Tujuan: Ubah paragraf dalam teks tentang tipu muslihat dalam zakat yang dimulai dengan "Melakukan tipu muslihat untuk menggugurkan" menjadi daftar poin singkat. Pertahankan fakta-fakta utamanya.

Tipu Muslihat dalam Zakat

Artikel ini membahas mengenai upaya mencari celah untuk menghindari kewajiban menunaikan zakat. Jika seseorang mengakali hukum yang dibuat oleh manusia, hal itu mungkin mudah dilakukan. Namun, ketentuan yang ditetapkan oleh Allah Jalla Fī ‘Ulāh mustahil dapat diakali karena Allah Maha Mengetahui segala isi hati.
Seorang tabi’ut tabi’in, Ayub As-Sikhtiyani, pernah ditanya tentang pengelabuan atau pengakalan dalam muamalah atau transaksi bisnis. Beliau berkata, “Mereka menipu Allah sebagaimana mereka menipu anak-anak kecil. Allah Maha Mengetahui, tentu Dia tidak dapat ditipu.”
Fenomena mencari celah untuk menghindari kewajiban zakat ini banyak terjadi di kalangan umat Islam. Pembahasan ini merujuk pada bab keempat dari kitab Syarh ‘Umdatul Fiqh karya Prof. Dr. ‘Abdullah bin Jibrin.
Hukum Tipu Muslihat dalam Zakat
Melakukan tipu muslihat untuk menggugurkan kewajiban zakat adalah haram. Ini merupakan pendapat mayoritas ulama (jumhur ahlul ‘ilm). Hanya sebagian kecil ulama fikih yang membolehkan hal tersebut. Oleh karena itu, perselisihan pendapat dalam bab ini tidak dianggap karena bertentangan dengan dalil-dalil (nash-nash) syariat.
Pendapat yang membolehkan disebut pendapat syadz (aneh/sendiri), yakni pendapat yang bertentangan dengan dalil syar’i atau bertentangan dengan ijmak (konsensus ulama). Dalam kasus ini, perbuatan tersebut bertentangan dengan banyak nas syariat yang memerintahkan pembayaran zakat dan ketaatan kepada Allah, sehingga perselisihannya tidak diakui.

Item tersimpan dari sebuah koleksi:
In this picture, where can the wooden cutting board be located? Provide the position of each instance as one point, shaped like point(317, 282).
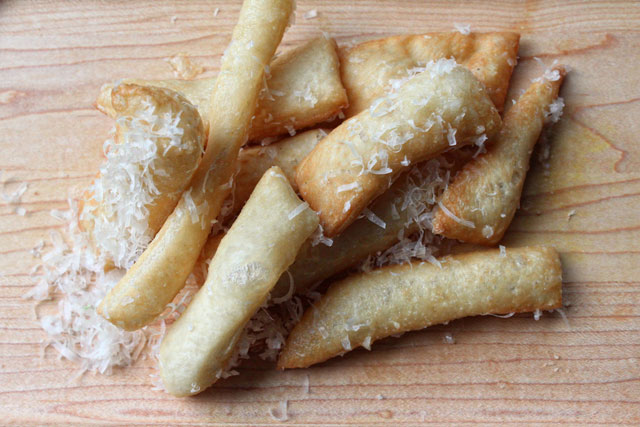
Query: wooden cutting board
point(55, 55)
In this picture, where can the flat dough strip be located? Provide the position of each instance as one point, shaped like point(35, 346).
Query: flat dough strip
point(486, 192)
point(367, 307)
point(304, 89)
point(258, 248)
point(368, 68)
point(162, 269)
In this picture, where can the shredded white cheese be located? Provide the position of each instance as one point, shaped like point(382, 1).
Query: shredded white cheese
point(450, 214)
point(503, 251)
point(464, 29)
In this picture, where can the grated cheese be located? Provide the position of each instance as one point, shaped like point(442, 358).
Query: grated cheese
point(374, 218)
point(318, 237)
point(77, 332)
point(450, 214)
point(183, 67)
point(126, 185)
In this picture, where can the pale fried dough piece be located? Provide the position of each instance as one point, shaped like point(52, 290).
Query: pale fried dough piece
point(253, 161)
point(367, 307)
point(304, 89)
point(442, 107)
point(367, 68)
point(258, 248)
point(162, 269)
point(175, 128)
point(484, 196)
point(316, 261)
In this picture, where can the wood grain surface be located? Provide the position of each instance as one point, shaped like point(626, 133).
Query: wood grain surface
point(55, 55)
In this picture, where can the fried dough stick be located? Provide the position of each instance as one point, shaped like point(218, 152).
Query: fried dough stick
point(366, 307)
point(161, 271)
point(483, 197)
point(304, 89)
point(445, 106)
point(148, 121)
point(368, 68)
point(317, 261)
point(253, 161)
point(258, 248)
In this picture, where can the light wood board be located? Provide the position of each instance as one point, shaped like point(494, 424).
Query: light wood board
point(55, 55)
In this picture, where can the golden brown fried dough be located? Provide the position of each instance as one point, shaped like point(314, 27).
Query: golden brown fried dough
point(258, 248)
point(161, 271)
point(411, 196)
point(483, 198)
point(367, 307)
point(441, 108)
point(304, 89)
point(368, 68)
point(147, 120)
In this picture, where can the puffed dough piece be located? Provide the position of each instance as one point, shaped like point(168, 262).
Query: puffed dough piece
point(368, 68)
point(441, 108)
point(177, 159)
point(486, 192)
point(162, 269)
point(258, 248)
point(367, 307)
point(304, 89)
point(316, 261)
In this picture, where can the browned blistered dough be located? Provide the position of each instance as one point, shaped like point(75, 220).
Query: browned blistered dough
point(441, 108)
point(368, 67)
point(367, 307)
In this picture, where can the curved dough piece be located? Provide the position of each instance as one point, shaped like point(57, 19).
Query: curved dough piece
point(366, 307)
point(486, 192)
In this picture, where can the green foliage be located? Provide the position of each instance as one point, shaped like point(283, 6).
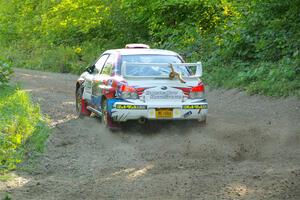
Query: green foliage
point(5, 71)
point(249, 44)
point(22, 128)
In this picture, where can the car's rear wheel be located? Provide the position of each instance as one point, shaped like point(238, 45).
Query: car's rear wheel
point(107, 120)
point(81, 105)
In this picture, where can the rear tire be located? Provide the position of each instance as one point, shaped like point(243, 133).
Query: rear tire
point(107, 120)
point(81, 105)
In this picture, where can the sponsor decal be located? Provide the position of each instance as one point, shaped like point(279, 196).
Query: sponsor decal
point(187, 114)
point(195, 106)
point(131, 107)
point(163, 95)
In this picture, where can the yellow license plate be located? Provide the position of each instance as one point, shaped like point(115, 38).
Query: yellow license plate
point(164, 113)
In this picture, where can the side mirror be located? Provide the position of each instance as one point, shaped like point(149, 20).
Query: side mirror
point(90, 69)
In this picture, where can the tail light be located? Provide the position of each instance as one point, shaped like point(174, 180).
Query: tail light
point(128, 92)
point(197, 92)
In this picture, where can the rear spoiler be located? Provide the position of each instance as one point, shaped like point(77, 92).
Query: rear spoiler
point(197, 74)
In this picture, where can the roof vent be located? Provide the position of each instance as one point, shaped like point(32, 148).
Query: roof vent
point(137, 46)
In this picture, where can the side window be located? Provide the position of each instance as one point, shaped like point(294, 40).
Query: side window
point(108, 67)
point(100, 62)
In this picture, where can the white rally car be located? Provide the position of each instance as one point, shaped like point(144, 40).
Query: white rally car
point(139, 83)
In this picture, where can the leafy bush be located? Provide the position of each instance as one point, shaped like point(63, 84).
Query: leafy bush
point(22, 127)
point(5, 71)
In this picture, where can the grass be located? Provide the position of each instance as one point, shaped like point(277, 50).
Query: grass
point(23, 129)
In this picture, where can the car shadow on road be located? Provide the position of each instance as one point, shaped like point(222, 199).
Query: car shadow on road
point(161, 127)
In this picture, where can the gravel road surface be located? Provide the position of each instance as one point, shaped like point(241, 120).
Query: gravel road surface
point(249, 149)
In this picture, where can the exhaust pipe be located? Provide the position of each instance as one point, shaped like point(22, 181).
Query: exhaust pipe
point(142, 120)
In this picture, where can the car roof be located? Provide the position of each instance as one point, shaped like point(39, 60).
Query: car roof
point(137, 51)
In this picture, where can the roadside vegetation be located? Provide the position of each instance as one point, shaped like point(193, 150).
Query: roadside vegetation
point(251, 45)
point(23, 130)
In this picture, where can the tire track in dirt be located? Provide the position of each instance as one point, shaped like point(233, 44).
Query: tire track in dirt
point(248, 150)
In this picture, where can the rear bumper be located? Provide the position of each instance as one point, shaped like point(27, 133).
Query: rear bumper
point(191, 109)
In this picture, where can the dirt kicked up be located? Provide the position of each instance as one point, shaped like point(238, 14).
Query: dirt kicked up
point(250, 149)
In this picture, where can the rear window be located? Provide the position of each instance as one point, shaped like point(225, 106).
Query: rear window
point(157, 71)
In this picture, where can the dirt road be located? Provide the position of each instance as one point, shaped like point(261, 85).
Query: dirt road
point(250, 149)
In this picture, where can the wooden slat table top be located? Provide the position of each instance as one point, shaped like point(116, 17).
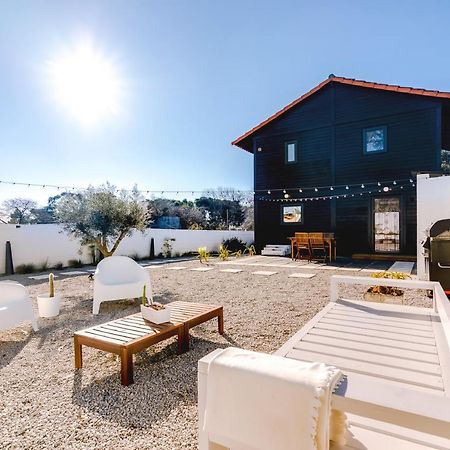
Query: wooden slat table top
point(132, 329)
point(390, 342)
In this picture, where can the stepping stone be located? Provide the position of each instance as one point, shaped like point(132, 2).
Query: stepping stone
point(264, 272)
point(74, 272)
point(40, 277)
point(402, 266)
point(302, 275)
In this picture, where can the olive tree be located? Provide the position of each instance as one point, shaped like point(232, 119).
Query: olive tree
point(102, 216)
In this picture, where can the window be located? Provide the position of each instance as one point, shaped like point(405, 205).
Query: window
point(290, 152)
point(292, 214)
point(374, 139)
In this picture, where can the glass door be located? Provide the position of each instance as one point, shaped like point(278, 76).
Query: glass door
point(387, 224)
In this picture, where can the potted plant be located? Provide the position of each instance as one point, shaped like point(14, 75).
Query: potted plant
point(153, 312)
point(49, 304)
point(387, 294)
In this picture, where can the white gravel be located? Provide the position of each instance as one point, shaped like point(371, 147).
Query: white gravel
point(46, 404)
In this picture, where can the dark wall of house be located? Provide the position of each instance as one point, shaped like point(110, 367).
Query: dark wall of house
point(329, 130)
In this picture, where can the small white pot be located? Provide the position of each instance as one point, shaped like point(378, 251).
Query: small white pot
point(156, 316)
point(48, 306)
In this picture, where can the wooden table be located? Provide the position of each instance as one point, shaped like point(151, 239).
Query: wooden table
point(132, 334)
point(328, 238)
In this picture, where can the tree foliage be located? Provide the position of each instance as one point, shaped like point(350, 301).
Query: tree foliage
point(20, 210)
point(102, 216)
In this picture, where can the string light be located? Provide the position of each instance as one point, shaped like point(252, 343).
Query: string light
point(178, 191)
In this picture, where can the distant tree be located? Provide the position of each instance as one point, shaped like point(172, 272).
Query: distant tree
point(221, 214)
point(102, 216)
point(190, 216)
point(20, 210)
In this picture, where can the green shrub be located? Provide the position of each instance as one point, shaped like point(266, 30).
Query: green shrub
point(223, 253)
point(388, 290)
point(234, 245)
point(203, 254)
point(25, 268)
point(75, 263)
point(42, 267)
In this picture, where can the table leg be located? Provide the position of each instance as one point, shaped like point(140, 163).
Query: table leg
point(180, 340)
point(126, 367)
point(78, 353)
point(185, 338)
point(220, 320)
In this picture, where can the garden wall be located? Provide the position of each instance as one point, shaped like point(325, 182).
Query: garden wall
point(38, 244)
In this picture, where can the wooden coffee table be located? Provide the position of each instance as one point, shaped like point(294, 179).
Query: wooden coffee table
point(132, 334)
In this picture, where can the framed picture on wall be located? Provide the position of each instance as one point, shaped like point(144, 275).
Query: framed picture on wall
point(292, 214)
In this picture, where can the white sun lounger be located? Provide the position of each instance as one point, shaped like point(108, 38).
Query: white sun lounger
point(397, 363)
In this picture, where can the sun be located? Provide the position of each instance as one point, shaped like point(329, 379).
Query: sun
point(86, 84)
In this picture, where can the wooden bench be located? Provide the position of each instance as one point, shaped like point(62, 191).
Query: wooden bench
point(132, 334)
point(396, 359)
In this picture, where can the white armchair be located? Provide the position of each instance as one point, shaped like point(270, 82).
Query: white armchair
point(119, 277)
point(15, 306)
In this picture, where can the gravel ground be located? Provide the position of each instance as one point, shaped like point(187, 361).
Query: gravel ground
point(46, 404)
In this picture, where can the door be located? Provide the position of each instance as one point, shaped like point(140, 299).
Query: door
point(386, 221)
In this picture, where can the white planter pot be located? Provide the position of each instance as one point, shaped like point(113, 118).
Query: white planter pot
point(48, 306)
point(156, 316)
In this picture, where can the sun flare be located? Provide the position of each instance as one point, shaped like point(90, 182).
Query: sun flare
point(86, 84)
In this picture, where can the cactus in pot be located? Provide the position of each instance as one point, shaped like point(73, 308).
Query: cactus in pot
point(51, 285)
point(49, 304)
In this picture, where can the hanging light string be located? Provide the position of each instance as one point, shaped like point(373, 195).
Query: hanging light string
point(379, 188)
point(269, 191)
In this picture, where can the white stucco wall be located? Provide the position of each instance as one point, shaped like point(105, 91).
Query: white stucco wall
point(40, 243)
point(433, 203)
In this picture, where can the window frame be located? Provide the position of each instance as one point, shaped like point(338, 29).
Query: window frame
point(365, 130)
point(286, 146)
point(302, 208)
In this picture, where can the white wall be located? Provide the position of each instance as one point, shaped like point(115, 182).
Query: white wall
point(433, 203)
point(40, 243)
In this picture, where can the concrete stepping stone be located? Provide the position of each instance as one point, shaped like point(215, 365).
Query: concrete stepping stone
point(302, 275)
point(402, 266)
point(40, 277)
point(74, 272)
point(264, 272)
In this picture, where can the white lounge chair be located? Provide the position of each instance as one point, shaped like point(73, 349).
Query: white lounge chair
point(15, 306)
point(119, 277)
point(397, 364)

Jawaban Latihan:
- Tipu muslihat untuk menggugurkan kewajiban zakat hukumnya haram.
- Ini adalah pendapat mayoritas ulama (jumhur ahlul 'ilm).
- Hanya sebagian kecil ulama fikih yang membolehkannya.
- Perselisihan pendapat dalam bab ini tidak dianggap karena bertentangan dengan dalil-dalil (nash-nash) syariat.